In the material below, find the span from the line with "Target: stadium barrier" to the line with "Target: bird reflection in water" and transcribe only those lines, exactly, ends included, without the pictures.

(Provided data)

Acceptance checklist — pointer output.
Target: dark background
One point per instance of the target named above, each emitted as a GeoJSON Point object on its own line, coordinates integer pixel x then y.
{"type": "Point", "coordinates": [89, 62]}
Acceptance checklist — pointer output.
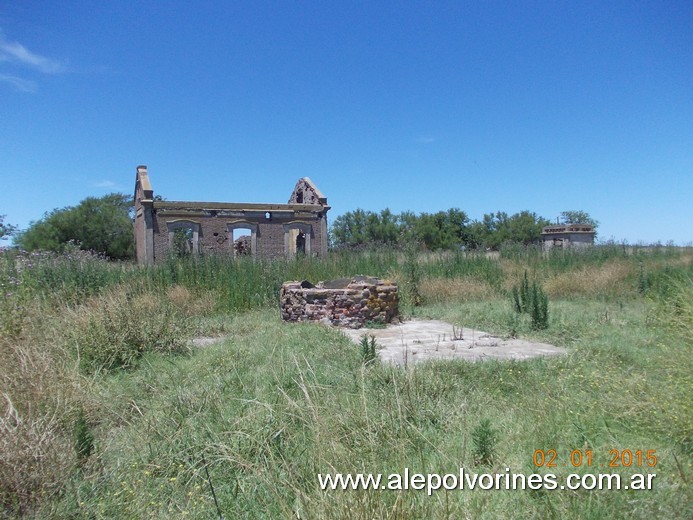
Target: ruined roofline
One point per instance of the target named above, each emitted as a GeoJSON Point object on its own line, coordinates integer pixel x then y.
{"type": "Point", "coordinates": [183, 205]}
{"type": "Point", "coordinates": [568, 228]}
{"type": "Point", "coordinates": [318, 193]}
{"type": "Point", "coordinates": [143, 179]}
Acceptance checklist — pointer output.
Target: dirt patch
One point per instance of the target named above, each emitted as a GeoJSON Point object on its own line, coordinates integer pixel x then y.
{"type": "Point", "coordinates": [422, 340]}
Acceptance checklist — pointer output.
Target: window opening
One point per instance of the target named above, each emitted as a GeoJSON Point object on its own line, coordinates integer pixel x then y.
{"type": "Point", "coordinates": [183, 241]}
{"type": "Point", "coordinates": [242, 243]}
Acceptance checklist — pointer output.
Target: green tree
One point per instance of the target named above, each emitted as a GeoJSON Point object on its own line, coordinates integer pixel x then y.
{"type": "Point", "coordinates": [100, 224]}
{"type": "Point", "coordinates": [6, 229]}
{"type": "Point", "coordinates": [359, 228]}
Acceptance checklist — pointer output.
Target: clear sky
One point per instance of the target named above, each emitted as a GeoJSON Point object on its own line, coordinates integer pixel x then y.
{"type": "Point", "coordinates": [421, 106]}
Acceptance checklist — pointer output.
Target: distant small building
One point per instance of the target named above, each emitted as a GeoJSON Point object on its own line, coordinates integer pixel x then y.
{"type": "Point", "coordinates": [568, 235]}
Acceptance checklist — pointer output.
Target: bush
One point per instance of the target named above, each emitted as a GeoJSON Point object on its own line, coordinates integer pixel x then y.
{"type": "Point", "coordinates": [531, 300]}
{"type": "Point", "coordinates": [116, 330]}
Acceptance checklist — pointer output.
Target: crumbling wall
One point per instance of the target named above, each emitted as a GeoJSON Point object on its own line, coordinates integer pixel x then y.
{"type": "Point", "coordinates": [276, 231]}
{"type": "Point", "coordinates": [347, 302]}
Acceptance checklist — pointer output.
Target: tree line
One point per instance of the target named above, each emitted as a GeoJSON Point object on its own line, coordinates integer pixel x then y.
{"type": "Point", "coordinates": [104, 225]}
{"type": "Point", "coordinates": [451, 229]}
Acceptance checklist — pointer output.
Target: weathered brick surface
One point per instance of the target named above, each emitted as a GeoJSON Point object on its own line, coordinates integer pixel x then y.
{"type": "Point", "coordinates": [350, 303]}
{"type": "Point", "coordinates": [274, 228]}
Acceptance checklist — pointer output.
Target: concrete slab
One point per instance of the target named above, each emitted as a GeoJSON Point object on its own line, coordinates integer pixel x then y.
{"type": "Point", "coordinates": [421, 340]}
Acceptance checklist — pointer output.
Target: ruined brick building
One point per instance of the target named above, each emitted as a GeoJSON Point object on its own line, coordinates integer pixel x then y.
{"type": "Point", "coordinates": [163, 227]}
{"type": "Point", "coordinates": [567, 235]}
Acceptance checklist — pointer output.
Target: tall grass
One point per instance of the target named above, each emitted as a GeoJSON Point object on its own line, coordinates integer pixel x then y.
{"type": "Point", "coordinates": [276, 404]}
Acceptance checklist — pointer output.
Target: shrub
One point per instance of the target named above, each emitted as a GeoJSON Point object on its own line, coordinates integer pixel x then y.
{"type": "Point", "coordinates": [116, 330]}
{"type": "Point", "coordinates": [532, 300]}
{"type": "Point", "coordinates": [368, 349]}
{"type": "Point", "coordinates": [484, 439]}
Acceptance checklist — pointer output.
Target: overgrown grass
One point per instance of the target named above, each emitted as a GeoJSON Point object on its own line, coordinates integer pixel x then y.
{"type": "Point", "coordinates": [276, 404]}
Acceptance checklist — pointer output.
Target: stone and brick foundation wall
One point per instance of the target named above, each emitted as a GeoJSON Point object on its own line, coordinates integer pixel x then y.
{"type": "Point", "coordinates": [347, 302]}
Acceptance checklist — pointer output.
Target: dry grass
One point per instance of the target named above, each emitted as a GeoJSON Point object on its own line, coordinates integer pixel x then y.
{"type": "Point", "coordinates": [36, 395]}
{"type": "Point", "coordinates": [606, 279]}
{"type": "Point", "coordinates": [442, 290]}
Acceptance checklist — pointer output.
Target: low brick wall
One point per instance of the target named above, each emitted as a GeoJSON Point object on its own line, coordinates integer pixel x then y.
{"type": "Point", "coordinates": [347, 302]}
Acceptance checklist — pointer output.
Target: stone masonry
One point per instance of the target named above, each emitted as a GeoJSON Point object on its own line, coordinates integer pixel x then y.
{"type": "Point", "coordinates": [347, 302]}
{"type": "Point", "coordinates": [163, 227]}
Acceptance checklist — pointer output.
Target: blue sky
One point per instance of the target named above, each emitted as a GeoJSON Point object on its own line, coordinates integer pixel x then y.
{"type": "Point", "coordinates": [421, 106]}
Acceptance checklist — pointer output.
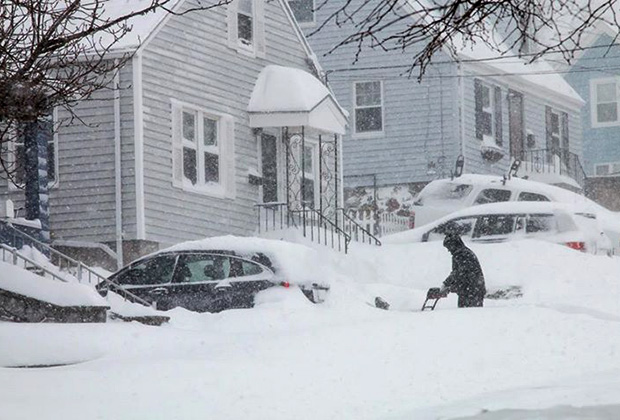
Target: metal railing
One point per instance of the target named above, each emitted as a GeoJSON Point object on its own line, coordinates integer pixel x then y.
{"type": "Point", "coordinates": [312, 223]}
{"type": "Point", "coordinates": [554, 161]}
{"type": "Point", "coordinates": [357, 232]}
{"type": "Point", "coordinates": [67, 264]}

(End Provided data)
(Provided data)

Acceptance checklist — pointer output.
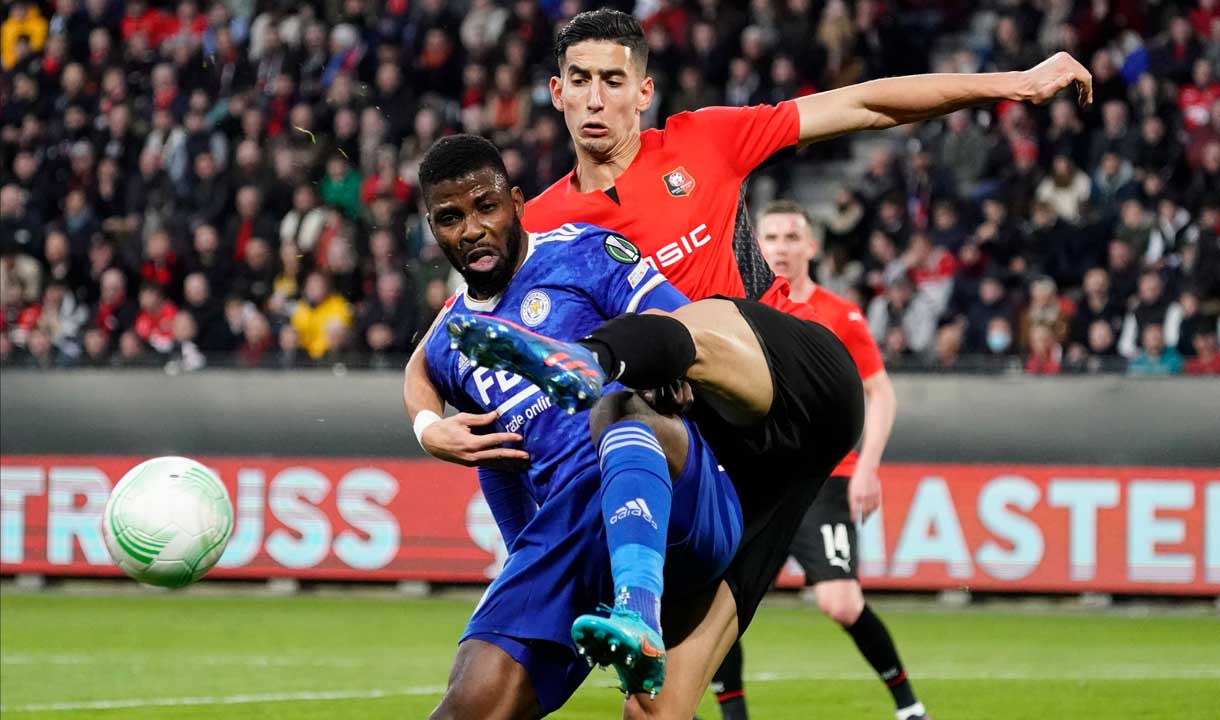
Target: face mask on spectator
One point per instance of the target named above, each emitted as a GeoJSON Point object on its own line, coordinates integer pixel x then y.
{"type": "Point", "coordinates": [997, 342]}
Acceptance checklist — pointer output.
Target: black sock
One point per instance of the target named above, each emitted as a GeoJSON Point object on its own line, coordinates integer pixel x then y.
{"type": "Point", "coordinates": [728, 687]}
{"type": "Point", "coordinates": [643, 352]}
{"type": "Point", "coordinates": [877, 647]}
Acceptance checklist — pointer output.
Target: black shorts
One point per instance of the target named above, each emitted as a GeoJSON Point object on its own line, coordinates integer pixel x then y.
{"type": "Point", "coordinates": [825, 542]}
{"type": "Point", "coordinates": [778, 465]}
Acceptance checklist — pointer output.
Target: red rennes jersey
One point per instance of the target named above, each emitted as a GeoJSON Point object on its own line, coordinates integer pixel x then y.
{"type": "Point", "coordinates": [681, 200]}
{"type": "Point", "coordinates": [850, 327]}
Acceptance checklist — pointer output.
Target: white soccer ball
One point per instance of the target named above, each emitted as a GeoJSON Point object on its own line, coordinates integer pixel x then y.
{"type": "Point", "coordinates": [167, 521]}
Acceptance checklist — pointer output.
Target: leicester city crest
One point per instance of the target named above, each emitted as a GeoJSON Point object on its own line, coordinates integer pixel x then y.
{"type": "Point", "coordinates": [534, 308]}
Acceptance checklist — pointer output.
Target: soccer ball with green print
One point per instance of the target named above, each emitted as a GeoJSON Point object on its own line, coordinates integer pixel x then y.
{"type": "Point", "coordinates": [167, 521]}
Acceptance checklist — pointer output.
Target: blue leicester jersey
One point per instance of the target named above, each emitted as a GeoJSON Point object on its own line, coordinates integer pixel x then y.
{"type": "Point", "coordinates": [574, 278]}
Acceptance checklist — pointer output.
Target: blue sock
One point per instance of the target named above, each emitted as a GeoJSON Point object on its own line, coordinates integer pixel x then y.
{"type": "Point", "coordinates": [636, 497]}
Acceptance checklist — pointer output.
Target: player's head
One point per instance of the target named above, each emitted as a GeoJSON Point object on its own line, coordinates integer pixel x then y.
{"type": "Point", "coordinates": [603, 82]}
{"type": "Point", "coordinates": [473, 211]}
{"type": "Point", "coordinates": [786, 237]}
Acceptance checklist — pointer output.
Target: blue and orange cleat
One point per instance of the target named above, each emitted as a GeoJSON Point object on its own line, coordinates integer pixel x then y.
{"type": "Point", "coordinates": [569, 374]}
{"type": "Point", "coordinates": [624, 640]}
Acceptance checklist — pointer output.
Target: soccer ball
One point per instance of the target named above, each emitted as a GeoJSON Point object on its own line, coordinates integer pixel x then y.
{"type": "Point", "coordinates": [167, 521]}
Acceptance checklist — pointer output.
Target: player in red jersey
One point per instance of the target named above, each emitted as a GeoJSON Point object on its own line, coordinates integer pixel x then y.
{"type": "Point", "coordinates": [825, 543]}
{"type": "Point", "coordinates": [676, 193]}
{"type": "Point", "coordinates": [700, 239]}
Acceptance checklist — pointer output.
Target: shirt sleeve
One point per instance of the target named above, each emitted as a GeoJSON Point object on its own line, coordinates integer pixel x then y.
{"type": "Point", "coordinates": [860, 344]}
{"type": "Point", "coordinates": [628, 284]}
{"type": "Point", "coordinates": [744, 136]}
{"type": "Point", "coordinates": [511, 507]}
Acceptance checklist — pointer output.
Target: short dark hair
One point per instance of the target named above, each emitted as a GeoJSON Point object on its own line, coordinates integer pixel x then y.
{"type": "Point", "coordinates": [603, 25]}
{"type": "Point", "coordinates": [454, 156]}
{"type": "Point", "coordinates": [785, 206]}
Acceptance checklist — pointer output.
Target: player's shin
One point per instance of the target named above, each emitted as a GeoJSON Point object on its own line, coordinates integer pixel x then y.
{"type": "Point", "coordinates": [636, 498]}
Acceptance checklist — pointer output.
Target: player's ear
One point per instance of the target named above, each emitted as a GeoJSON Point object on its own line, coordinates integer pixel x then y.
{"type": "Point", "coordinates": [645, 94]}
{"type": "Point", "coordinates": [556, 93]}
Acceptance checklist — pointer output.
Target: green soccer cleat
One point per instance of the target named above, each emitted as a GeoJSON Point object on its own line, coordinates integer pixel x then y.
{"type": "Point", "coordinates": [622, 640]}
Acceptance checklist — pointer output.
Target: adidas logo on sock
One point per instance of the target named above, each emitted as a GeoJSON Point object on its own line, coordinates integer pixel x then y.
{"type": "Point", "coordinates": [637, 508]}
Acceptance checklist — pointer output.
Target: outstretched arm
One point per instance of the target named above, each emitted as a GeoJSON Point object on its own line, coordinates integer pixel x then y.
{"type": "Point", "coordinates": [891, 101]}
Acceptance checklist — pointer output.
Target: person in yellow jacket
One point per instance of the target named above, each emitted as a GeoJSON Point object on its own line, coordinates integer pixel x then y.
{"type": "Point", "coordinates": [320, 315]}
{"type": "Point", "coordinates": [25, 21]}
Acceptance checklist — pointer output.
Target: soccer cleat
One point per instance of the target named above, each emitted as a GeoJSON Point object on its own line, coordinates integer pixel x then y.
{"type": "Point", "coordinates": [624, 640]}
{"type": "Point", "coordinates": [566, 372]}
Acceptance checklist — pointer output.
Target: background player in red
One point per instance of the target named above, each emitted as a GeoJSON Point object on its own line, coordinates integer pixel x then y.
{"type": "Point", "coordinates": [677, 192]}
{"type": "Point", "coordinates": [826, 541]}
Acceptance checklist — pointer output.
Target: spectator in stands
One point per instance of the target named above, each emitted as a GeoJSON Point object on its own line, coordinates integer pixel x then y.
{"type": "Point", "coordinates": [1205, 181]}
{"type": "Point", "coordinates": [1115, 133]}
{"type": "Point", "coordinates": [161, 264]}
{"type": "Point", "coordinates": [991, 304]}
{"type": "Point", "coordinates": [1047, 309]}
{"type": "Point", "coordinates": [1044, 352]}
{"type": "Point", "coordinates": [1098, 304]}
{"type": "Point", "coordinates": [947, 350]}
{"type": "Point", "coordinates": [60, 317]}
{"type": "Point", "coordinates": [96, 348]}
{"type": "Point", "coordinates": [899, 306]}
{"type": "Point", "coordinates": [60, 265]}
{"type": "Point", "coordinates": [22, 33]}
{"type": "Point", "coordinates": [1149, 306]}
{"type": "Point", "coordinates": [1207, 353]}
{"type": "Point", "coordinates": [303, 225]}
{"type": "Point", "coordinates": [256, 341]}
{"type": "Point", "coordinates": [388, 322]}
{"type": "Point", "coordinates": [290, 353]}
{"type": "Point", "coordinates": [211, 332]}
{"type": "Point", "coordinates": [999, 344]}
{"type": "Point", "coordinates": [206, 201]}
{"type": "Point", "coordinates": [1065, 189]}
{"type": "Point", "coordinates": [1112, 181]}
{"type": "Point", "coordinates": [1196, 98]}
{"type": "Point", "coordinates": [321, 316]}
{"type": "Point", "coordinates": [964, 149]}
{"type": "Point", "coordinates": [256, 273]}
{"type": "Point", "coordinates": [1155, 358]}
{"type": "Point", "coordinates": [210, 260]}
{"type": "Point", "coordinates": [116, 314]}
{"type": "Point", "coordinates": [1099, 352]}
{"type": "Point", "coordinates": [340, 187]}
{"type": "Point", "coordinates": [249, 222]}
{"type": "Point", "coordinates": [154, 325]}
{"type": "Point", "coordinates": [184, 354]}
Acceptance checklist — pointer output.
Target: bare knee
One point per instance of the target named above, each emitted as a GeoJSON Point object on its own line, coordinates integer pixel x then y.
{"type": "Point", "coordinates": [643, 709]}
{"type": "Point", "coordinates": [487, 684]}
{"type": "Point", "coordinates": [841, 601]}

(End Provided data)
(Provided data)

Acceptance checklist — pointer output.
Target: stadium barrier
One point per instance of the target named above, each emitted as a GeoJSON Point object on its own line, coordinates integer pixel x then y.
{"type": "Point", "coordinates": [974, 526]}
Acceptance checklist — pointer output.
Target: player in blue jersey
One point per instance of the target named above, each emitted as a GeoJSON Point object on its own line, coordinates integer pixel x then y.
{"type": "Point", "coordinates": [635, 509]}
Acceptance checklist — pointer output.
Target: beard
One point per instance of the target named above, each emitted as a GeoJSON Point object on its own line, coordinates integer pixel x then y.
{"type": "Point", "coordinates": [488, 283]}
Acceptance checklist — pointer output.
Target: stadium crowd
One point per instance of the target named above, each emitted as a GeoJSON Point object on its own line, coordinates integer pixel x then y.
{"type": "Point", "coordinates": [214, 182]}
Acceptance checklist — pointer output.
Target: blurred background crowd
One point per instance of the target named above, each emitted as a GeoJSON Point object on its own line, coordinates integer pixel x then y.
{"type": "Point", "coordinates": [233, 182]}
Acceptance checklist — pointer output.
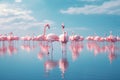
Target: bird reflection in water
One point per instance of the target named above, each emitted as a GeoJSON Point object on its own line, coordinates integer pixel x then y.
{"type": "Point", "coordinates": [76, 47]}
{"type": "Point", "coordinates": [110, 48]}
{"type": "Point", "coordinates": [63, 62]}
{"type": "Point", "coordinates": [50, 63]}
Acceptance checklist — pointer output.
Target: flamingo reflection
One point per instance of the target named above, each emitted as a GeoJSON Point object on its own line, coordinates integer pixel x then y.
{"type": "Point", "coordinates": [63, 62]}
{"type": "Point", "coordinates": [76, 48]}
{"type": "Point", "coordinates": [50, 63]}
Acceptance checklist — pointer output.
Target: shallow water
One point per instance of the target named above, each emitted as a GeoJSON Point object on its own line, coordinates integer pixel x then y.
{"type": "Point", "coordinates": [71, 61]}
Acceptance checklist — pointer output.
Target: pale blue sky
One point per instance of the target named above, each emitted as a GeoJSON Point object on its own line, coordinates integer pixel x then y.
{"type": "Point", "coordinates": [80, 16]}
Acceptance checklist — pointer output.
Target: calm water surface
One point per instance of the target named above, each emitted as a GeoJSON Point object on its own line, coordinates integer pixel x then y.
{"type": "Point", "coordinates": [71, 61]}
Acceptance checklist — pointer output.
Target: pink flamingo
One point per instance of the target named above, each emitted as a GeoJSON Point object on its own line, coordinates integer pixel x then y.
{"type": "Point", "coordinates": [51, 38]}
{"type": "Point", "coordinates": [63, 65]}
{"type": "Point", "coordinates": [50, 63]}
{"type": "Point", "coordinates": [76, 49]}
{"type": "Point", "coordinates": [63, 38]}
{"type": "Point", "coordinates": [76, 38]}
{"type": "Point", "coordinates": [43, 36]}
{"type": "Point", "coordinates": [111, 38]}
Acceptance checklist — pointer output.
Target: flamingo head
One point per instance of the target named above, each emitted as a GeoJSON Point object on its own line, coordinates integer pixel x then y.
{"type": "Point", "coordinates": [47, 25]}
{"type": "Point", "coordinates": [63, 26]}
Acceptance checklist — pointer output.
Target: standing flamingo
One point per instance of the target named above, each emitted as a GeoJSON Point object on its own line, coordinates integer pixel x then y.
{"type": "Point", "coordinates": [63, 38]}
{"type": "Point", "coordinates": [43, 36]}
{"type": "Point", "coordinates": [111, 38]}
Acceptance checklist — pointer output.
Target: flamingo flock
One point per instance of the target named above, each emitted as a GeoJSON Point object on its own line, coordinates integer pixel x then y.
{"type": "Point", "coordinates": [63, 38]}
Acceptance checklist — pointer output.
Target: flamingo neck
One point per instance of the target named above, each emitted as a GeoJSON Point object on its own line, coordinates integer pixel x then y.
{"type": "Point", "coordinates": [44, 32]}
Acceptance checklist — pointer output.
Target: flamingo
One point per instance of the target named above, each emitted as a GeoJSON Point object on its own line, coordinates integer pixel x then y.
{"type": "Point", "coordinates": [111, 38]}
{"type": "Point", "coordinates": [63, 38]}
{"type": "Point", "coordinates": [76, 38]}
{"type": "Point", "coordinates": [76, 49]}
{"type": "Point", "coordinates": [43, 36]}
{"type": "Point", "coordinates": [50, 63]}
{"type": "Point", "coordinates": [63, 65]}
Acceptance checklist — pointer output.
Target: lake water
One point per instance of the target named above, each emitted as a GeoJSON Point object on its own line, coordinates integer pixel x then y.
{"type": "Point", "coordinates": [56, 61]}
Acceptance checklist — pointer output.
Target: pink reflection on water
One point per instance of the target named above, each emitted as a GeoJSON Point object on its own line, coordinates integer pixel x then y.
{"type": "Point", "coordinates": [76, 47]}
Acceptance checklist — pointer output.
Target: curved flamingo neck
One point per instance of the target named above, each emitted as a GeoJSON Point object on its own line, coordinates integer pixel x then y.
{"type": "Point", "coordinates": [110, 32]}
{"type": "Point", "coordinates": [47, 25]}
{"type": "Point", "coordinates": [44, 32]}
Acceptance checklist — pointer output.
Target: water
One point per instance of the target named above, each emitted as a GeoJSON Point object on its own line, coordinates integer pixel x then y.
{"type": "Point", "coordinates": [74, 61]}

(End Provided data)

* [Written answer]
Target: stadium barrier
One point per instance of the target named above, each emitted as a GeoJSON Point object on its own line, coordinates integer pixel x then y.
{"type": "Point", "coordinates": [974, 526]}
Acceptance checklist — pointer output.
Target: player in blue jersey
One point per instance of the target named above, each emitted as a GeoJSON Point object on its own line, coordinates integer pixel x then y.
{"type": "Point", "coordinates": [635, 509]}
Acceptance checklist — pointer output.
Target: beard
One point per instance of the target named above, each emitted as a GeoJSON Point object on its own line, coordinates integer pixel x then y.
{"type": "Point", "coordinates": [488, 283]}
Acceptance checklist — pointer output.
Target: stadium crowd
One point per instance of the target named above, each emitted as a GeoJSON Point object on its own line, coordinates integer pixel x then y.
{"type": "Point", "coordinates": [214, 182]}
Acceptance checklist — pointer output.
Target: blurred background crowd
One point per instance of the target named above, each emitted as a GeoJSON Point object on its own line, coordinates integer pixel x then y.
{"type": "Point", "coordinates": [233, 182]}
Acceptance checklist — pointer output.
Target: bird reflection in water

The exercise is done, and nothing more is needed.